**Task goal:**
Every line below that contains "high" is to be copied.

**Excerpted data:**

»»

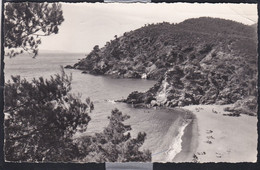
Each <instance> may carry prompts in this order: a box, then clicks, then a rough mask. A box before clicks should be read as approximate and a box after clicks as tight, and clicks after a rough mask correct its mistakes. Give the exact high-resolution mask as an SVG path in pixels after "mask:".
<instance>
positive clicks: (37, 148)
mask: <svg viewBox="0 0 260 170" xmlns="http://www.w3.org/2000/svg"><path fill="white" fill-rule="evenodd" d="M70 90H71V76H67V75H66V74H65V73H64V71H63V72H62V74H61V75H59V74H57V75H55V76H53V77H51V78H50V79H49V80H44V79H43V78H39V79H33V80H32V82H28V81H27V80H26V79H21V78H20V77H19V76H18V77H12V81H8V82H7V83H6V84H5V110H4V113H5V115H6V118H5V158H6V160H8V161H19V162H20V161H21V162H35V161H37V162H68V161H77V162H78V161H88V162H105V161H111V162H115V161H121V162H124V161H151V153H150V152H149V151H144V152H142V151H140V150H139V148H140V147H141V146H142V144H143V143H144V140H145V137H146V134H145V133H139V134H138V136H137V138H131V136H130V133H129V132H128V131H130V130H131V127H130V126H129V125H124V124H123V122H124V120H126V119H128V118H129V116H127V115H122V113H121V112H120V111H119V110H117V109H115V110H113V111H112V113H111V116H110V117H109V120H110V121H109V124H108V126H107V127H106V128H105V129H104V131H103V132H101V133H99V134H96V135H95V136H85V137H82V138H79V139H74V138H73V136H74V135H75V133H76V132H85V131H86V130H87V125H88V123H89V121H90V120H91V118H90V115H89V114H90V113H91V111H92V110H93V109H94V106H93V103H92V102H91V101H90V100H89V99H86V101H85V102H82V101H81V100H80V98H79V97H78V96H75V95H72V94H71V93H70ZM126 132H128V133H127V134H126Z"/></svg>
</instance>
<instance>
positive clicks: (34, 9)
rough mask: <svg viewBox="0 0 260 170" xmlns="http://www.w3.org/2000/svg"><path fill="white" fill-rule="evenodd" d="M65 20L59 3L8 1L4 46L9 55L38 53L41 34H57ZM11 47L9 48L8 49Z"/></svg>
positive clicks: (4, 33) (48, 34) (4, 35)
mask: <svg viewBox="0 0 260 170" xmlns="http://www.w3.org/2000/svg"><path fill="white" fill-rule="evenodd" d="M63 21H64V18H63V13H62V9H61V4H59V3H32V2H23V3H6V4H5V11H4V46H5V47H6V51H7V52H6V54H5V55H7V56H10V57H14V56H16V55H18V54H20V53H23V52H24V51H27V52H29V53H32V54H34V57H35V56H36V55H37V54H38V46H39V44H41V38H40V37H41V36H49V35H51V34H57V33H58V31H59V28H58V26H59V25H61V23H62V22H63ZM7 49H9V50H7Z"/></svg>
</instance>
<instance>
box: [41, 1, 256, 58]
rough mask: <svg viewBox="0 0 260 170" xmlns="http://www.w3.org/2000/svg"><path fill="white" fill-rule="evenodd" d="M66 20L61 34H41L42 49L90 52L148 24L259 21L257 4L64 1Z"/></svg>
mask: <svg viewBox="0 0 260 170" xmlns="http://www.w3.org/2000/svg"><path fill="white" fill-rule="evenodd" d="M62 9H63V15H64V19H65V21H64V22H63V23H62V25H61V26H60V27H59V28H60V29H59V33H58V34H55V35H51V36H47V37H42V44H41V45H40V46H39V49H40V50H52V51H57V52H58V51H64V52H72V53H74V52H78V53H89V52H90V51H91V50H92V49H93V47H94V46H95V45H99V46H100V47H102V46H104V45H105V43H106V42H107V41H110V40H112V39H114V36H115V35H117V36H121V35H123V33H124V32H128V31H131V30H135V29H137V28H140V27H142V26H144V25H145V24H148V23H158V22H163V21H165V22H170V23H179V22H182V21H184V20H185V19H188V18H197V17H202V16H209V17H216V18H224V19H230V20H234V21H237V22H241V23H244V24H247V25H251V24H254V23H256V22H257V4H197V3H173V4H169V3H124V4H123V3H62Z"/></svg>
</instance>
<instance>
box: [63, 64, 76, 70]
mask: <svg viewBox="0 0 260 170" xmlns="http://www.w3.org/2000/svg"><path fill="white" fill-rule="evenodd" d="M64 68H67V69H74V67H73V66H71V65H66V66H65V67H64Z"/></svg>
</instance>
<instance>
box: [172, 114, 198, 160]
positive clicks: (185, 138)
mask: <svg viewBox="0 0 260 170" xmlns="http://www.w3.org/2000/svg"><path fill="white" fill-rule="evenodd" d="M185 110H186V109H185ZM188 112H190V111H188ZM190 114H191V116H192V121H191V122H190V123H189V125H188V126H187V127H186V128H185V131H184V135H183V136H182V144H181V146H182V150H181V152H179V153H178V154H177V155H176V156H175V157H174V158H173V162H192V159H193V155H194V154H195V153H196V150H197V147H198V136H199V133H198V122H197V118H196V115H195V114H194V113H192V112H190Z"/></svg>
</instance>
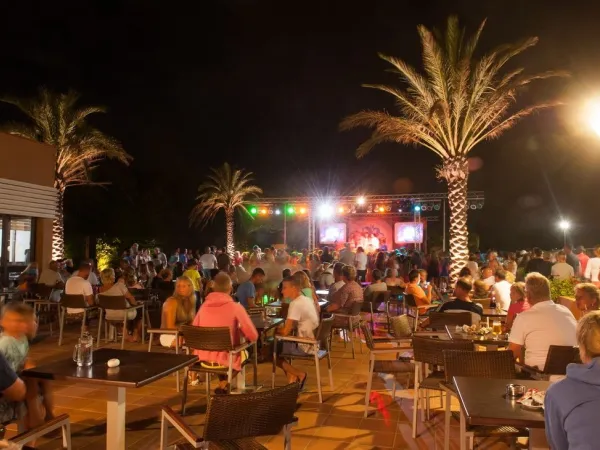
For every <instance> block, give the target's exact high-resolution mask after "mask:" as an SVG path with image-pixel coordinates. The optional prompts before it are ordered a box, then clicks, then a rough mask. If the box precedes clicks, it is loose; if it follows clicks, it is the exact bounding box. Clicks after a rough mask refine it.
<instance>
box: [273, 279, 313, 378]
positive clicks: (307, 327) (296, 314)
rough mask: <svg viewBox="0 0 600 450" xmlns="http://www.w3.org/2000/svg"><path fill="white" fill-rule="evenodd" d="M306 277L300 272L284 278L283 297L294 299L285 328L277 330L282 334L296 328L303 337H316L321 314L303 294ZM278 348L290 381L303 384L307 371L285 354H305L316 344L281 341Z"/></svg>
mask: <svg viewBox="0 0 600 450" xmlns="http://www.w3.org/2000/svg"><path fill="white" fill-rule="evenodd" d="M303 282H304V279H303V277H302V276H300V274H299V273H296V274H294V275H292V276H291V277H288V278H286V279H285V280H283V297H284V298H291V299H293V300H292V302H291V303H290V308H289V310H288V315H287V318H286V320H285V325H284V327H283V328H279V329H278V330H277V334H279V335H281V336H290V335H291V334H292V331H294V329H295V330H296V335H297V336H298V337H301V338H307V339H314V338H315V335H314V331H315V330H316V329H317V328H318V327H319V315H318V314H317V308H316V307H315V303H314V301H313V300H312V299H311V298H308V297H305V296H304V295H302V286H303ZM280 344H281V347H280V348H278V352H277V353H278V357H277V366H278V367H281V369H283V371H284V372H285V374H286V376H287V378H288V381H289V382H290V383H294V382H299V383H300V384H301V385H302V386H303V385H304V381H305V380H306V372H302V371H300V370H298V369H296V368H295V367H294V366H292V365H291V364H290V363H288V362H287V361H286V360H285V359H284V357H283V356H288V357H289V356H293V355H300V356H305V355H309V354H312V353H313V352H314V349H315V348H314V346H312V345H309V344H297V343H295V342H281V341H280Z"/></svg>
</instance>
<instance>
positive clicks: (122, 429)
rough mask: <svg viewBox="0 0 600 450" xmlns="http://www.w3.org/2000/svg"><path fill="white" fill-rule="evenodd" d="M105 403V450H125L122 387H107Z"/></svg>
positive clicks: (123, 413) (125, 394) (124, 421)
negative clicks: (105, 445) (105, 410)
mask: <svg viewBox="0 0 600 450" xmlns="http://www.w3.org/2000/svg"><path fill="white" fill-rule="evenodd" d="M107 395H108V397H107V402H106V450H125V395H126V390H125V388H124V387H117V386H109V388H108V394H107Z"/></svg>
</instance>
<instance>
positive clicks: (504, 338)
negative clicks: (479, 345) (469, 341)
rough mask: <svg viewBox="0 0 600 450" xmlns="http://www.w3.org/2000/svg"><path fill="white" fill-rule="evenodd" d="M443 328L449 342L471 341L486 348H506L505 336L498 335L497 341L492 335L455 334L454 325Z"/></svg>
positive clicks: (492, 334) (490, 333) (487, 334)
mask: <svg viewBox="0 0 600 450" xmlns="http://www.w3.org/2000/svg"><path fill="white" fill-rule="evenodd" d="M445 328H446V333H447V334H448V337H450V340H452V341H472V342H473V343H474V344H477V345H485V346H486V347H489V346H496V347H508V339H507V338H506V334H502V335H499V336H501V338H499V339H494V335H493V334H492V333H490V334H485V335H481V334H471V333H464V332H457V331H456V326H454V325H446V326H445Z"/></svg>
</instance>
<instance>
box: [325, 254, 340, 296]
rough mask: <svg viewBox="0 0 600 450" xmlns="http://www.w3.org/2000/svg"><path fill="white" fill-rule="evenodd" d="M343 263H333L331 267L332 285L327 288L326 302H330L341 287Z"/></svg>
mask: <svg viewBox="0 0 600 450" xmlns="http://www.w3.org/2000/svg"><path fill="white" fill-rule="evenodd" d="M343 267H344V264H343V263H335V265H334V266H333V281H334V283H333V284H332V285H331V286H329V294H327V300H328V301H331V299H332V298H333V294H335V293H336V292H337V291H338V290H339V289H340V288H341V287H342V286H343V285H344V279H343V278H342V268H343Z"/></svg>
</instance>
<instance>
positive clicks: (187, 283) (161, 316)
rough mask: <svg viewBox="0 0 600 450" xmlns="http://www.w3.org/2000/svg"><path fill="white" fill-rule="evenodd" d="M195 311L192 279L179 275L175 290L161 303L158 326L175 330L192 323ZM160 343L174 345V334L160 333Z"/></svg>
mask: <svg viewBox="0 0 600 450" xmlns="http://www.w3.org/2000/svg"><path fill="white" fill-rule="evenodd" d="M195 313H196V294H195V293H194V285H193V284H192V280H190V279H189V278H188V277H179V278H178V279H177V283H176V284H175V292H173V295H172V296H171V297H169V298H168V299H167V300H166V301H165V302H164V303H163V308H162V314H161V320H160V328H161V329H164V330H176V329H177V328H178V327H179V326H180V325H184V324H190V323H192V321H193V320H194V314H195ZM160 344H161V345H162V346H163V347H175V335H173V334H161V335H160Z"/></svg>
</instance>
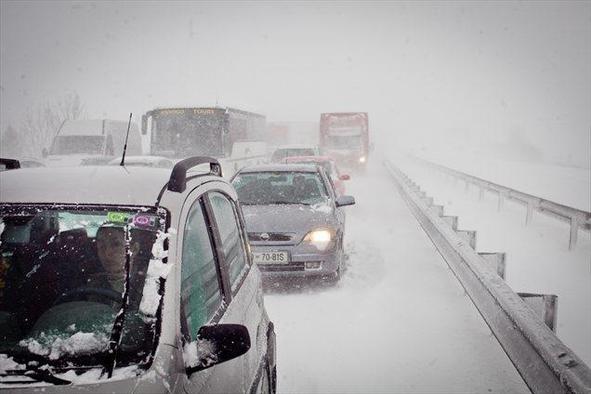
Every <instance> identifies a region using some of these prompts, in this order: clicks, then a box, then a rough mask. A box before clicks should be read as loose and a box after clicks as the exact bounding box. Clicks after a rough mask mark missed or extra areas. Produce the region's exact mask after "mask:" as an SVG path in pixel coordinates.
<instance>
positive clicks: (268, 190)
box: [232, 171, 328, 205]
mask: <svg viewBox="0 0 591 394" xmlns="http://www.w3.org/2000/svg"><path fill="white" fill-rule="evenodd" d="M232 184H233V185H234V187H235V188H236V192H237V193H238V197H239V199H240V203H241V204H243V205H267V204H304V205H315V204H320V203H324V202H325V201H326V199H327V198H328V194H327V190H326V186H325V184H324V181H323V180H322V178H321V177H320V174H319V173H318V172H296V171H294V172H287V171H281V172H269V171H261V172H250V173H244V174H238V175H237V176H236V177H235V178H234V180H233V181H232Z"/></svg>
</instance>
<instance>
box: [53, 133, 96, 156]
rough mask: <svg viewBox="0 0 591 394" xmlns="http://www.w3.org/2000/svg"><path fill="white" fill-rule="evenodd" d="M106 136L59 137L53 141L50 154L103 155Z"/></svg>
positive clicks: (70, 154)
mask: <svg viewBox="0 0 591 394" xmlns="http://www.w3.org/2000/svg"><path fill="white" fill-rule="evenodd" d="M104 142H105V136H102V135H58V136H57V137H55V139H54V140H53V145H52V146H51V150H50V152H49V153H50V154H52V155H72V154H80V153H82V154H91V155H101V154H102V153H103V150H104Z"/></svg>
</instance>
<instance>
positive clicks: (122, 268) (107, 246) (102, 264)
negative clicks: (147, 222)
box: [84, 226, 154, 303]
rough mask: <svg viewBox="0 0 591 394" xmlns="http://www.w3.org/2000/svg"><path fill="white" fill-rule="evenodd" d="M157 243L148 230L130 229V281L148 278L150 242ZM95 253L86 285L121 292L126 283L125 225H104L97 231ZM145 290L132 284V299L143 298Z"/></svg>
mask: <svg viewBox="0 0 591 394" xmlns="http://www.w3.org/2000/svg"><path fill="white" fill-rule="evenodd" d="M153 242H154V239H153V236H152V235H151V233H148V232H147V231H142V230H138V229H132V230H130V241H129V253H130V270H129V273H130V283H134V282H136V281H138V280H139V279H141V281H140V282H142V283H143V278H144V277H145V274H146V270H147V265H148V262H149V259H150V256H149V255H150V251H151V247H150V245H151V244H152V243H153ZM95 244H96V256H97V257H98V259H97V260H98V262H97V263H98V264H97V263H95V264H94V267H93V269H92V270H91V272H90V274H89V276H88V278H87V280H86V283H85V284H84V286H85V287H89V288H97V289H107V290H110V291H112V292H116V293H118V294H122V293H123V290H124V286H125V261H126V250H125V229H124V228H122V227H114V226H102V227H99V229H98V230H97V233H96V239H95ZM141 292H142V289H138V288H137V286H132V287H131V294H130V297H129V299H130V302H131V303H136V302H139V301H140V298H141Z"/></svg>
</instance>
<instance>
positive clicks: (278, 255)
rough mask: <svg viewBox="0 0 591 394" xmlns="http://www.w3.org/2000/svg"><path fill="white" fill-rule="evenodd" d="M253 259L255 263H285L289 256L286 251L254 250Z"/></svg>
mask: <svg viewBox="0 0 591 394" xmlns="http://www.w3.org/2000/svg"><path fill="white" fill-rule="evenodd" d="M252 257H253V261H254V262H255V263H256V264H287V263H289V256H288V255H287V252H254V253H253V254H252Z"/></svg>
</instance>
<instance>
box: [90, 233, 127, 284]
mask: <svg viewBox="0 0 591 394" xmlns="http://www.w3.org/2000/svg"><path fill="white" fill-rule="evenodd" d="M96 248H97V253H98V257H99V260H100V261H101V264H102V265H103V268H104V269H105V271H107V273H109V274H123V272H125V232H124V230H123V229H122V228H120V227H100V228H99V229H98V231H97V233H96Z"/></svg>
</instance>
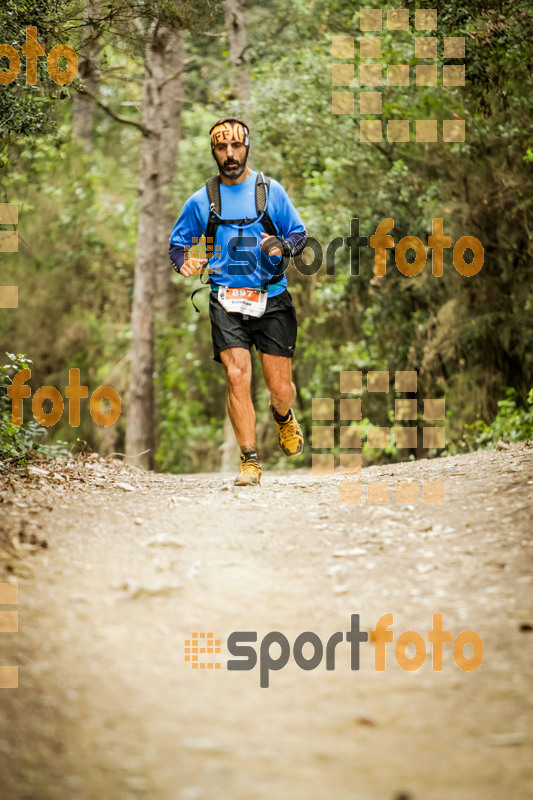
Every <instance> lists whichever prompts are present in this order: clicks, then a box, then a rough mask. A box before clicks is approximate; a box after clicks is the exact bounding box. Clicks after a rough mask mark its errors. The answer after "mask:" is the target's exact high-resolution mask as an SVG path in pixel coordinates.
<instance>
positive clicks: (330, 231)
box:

««

**Reply to the task:**
Each <instance> may carry prompts in this order: a box, then clicks, then a rough mask. A box before clicks should be read as approximate and a box after clicks as tight, and clicks after a rough mask correct its mistakes. Give the exact high-resolution mask as an SVG path in pixels after "mask:".
For every <instance> block, give the target's exact high-resolution mask after "mask:" as an SVG path with image-pixel coordinates. The optional prompts before it are ordered a box, then clicks, then a rough mask. If the box precedes clicks, it is loose; if it follows clicks, it is the exact bounding box. Clicks after a rough mask refine it.
Every <instance> lists whichever prompts are present in this order: clicks, then a box, then a rough mask. A box before clicks is approximate; a box after clicks is the exact bounding box. Clicks after a rough mask mark its errors. The answer after "mask:" is the target's exact high-resolution mask as an SVG path in pixel coordinates.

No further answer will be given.